» TREŚĆ ZADANIA A:
Na podstawie artykułu poniżej odpowiedz na pytania:
(i) Z kim Iga Świątek grała w finale?
(ii) W których latach wygrała Roland Garros?
(iii) Ile punktów zdobywają zwycięzcy turniejów wielkoszlemowych?

» FRAGMENT DO PRZECZYTANIA:
---

Deklasacja. Tak wygląda ranking WTA po triumfie Świątek

PAP/EPA / YOAN VALAT / Na zdjęciu: Iga Świątek
PAP/EPA / YOAN VALAT / Na zdjęciu: Iga Świątek

Iga Świątek po raz trzeci z rzędu i czwarty w karierze wygrała wielkoszlemowego Rolanda Garrosa. Tym samym nasza tenisistka obroniła komplet punktów, które zdobyła w Paryżu rok temu. Sprawdź, jak prezentuje się obecnie światowy ranking WTA.

2020, 2022, 2023, 2024 - w tych latach Iga Świątek nie miała sobie równych w wielkoszlemowym Rolandzie Garrosie. Nasza tenisistka po raz trzeci z rzędu i czwarty w karierze nie miała sobie równych podczas rywalizacji w stolicy Francji.

W wielkim finale Polka zmierzyła się z Włoszką naszego pochodzenia Jasmine Paolini. Mimo że niżej notowana tenisistka na początku spotkania prowadziła 2:1 z przewagą przełamania, to ostatecznie została rozbita (2:6, 1:6, relacja TUTAJ).

W efekcie liderka światowego rankingu WTA zarówno po raz kolejny obroniła tytuł, jak i komplet punktów. A przypomnijmy, że w wielkoszlemowych turniejach tenisistki i tenisiści rywalizują o 2000 "oczek", które inkasują zwycięzcy.

---

» TREŚĆ ZADANIA B:
Podaj wyłącznie liczbę wierszy listingu poniżej, w których występuje ciąg „long”. Wielkość liter ma znaczenie.

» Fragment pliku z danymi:
---

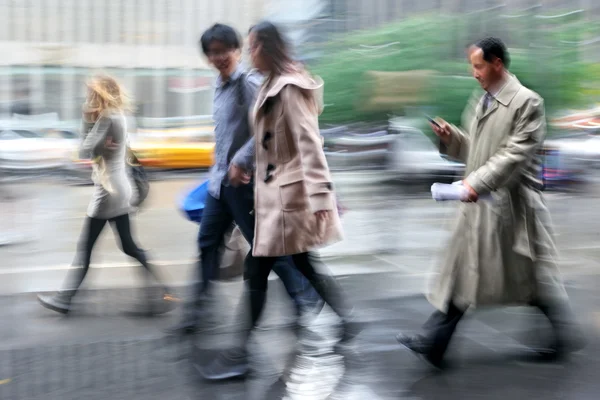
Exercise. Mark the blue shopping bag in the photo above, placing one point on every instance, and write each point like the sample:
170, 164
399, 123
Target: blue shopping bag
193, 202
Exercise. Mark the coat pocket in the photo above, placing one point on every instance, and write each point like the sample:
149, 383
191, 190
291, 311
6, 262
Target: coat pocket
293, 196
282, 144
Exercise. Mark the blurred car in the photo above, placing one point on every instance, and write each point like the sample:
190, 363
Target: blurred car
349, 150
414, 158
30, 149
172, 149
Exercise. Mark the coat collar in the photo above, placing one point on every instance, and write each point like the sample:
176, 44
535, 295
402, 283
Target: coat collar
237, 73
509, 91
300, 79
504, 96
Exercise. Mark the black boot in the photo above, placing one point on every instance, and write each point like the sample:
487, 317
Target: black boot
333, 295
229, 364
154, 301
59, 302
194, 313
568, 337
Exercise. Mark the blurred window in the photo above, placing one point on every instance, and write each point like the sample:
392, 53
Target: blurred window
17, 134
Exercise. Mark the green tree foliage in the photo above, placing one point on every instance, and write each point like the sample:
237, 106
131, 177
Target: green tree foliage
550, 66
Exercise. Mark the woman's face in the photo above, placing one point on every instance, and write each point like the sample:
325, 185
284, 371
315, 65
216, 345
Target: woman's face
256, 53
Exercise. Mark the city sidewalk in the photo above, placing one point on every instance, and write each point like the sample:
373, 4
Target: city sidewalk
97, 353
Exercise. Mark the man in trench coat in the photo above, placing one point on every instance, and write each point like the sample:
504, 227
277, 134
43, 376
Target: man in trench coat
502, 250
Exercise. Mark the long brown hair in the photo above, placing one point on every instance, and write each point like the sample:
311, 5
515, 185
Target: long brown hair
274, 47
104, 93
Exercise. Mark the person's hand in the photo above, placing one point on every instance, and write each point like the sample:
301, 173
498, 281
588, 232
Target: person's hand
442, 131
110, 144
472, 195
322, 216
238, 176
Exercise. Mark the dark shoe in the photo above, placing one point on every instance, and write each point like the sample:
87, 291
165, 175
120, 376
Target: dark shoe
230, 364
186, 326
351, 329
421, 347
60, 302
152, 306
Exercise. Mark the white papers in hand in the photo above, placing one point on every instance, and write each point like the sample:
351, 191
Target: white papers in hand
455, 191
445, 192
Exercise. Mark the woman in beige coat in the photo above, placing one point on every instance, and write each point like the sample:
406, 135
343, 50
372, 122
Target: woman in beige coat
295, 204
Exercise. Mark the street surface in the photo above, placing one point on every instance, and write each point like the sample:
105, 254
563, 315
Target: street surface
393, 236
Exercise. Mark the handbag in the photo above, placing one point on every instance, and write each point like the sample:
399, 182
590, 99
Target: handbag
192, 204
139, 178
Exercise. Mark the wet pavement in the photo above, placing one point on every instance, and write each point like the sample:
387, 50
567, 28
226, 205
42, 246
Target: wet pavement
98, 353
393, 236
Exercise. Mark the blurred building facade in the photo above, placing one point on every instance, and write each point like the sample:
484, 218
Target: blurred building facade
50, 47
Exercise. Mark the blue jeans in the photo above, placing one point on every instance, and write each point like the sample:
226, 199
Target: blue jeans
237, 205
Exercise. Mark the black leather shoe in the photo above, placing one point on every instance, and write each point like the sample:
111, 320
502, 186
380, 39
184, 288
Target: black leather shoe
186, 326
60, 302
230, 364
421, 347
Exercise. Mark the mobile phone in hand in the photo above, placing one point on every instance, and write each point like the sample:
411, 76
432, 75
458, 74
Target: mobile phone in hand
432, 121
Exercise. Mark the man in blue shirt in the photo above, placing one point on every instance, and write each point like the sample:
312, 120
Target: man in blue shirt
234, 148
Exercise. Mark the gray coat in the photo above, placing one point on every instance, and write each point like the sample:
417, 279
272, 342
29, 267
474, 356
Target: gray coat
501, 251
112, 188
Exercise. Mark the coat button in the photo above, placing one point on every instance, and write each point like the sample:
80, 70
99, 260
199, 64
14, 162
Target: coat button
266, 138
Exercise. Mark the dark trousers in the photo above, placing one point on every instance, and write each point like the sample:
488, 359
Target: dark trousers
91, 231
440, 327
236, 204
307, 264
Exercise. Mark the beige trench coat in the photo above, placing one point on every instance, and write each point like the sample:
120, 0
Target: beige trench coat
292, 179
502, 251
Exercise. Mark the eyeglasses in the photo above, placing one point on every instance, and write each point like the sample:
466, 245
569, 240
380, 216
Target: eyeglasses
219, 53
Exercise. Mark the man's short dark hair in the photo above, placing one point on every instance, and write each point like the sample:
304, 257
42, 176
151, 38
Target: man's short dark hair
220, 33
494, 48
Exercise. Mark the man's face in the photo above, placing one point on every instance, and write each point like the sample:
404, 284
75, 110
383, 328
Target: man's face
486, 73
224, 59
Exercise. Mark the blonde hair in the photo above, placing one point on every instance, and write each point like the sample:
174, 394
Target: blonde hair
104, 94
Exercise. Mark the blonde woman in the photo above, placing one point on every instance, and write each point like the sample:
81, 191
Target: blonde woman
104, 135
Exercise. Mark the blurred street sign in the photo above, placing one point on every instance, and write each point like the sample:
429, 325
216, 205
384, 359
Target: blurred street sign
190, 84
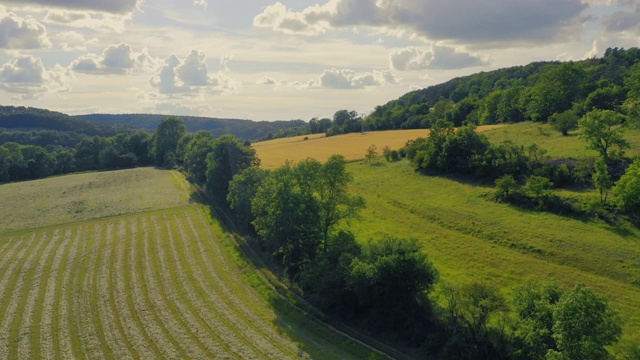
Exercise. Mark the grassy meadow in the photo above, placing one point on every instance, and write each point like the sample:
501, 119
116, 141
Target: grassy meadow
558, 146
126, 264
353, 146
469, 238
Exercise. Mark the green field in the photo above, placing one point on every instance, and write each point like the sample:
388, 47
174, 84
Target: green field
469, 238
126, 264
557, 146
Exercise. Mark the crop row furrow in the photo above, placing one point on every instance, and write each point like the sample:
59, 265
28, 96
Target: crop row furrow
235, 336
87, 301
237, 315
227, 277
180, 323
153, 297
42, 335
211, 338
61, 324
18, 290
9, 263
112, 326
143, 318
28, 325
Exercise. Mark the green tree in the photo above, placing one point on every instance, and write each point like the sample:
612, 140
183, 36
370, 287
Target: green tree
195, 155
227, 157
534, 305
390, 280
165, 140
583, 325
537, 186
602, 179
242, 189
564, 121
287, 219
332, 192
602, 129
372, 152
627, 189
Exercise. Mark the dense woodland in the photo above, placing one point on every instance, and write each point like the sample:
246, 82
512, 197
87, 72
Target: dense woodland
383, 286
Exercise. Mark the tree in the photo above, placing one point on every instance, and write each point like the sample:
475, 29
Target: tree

---

» WYNIK ZADANIA A:
(i) Z Jasmine Paolini.
(ii) W latach 2020, 2022, 2023 i 2024.
(iii) 2000 punktów.

» WYNIK ZADANIA B:
2